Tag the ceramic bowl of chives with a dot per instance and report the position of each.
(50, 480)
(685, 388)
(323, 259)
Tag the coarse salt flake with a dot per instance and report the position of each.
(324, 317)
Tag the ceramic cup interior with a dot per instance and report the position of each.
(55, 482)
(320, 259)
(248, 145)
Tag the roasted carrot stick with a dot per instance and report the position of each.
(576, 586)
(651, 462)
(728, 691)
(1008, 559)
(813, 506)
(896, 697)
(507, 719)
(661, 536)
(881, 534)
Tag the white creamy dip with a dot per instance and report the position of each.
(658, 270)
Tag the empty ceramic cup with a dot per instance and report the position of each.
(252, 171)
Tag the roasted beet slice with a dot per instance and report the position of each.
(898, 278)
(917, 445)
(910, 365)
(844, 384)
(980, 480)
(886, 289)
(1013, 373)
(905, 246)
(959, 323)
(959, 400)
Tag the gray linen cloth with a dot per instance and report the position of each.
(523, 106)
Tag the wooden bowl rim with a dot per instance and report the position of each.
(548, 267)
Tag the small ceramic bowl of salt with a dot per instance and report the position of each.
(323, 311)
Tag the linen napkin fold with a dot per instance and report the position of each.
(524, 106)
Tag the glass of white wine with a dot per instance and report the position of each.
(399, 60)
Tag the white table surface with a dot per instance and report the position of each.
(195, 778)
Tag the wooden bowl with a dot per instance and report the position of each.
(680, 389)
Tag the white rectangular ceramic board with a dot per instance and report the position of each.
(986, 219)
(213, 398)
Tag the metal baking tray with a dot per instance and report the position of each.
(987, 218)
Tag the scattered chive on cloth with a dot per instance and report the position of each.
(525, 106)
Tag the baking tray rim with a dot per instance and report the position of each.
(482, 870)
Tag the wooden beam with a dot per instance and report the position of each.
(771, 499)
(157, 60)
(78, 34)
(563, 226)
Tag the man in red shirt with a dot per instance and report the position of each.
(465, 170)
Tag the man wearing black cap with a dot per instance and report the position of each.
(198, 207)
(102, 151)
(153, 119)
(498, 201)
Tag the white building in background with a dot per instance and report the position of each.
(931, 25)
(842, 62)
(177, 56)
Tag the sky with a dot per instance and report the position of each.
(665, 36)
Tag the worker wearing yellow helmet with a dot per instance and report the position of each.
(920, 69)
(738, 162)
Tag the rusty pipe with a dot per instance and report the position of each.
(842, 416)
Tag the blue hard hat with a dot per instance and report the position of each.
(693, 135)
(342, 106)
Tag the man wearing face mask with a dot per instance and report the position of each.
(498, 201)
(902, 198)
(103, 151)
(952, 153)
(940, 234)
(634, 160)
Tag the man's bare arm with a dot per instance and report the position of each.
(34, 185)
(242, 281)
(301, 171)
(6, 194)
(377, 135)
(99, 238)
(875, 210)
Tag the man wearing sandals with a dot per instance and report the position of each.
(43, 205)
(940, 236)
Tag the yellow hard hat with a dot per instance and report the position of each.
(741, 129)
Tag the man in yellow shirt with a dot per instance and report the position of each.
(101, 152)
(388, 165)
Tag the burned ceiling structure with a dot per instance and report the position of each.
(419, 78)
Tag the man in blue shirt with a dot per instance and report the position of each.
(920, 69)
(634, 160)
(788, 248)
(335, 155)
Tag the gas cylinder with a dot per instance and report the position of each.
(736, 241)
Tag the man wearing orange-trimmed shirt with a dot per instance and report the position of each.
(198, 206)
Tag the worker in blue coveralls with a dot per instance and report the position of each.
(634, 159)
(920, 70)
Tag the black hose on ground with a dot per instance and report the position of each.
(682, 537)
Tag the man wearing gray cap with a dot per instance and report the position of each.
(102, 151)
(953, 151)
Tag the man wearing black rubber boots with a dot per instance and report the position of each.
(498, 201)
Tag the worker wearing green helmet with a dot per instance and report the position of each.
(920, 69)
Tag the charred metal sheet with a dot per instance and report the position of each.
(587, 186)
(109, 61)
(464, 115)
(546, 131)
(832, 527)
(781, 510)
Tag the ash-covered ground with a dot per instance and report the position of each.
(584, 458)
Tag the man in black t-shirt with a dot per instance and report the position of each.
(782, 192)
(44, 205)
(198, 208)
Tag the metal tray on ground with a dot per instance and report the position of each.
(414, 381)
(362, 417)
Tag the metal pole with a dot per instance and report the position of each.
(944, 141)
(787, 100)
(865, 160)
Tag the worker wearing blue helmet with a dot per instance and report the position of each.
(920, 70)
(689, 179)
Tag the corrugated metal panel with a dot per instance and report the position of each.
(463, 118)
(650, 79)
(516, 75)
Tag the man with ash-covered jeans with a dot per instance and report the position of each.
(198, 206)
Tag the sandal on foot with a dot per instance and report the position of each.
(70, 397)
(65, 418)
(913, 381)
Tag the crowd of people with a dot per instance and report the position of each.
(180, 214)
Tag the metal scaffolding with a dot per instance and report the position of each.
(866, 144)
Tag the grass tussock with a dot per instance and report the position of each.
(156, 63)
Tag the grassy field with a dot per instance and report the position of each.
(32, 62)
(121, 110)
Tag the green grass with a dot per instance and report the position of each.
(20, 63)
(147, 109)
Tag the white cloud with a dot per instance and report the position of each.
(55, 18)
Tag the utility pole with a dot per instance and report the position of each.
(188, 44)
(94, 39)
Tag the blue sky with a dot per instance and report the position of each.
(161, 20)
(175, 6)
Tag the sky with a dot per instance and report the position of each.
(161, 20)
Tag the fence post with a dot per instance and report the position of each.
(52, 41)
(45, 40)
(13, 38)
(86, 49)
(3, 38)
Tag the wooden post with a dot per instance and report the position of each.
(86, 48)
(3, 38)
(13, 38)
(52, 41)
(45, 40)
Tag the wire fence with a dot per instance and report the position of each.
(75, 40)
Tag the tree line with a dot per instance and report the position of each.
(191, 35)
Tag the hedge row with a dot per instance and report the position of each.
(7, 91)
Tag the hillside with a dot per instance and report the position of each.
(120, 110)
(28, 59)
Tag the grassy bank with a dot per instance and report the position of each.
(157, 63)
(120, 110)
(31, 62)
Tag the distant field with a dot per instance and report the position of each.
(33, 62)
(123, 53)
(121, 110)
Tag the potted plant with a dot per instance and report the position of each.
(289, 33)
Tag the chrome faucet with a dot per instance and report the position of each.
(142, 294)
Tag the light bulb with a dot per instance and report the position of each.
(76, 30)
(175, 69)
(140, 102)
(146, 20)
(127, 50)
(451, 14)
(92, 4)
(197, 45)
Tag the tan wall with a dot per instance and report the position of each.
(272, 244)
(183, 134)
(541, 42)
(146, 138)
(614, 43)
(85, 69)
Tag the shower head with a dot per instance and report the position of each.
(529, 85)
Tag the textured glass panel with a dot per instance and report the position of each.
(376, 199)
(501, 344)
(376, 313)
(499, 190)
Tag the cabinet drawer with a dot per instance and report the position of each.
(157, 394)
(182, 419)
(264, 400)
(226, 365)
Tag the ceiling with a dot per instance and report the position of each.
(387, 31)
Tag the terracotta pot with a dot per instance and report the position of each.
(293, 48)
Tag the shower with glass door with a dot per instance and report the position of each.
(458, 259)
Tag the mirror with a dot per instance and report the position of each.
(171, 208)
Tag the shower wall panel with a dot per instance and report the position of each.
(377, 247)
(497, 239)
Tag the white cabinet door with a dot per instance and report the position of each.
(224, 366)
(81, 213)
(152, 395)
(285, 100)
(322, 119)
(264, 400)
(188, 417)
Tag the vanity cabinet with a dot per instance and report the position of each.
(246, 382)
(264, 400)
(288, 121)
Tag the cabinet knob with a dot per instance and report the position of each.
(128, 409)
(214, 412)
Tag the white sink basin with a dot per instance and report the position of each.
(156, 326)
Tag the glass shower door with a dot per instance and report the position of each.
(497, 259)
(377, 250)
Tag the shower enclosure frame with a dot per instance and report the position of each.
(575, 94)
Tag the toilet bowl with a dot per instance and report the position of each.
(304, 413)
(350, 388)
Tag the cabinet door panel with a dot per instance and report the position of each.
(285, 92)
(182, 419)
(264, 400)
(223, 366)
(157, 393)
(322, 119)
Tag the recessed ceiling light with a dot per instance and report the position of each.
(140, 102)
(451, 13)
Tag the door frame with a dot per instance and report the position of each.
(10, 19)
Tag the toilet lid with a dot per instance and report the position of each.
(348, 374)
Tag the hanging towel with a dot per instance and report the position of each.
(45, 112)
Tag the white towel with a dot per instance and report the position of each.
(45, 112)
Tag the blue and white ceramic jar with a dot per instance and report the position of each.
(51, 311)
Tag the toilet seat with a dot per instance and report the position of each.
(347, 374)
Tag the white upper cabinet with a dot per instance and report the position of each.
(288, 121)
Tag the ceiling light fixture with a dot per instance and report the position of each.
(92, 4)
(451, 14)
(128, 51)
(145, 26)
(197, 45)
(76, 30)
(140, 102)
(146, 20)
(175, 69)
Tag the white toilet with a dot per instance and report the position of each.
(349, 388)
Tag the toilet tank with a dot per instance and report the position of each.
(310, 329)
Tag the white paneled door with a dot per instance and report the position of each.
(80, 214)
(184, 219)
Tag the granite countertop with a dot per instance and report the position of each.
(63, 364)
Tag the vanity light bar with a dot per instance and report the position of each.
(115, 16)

# [DIRECTIVE]
Include both ends. Return the line holding "Tag the blue and" and all lines after it in the records above, exactly as written.

# [REPLY]
Tag the blue and white ceramic jar with a dot per instance and report the position of each.
(51, 311)
Tag the toilet seat with a dot per instance and report the position of each.
(347, 374)
Tag the white upper cabinet with a dot per instance and report the position of each.
(288, 121)
Tag the ceiling light fixture with a dot per instance and report the position of each.
(92, 4)
(451, 14)
(128, 51)
(145, 26)
(197, 45)
(76, 30)
(140, 102)
(146, 20)
(175, 69)
Tag the white toilet with a dot per instance and report the position of each.
(349, 388)
Tag the toilet tank with a dot per instance and report the position of each.
(310, 329)
Tag the white paneled door with a dot per instance and report the position of each.
(80, 214)
(184, 219)
Tag the granite countertop with a dot per instance and report the position of each.
(63, 364)
Tag the vanity light bar with a dot per instance and report the position of each.
(115, 16)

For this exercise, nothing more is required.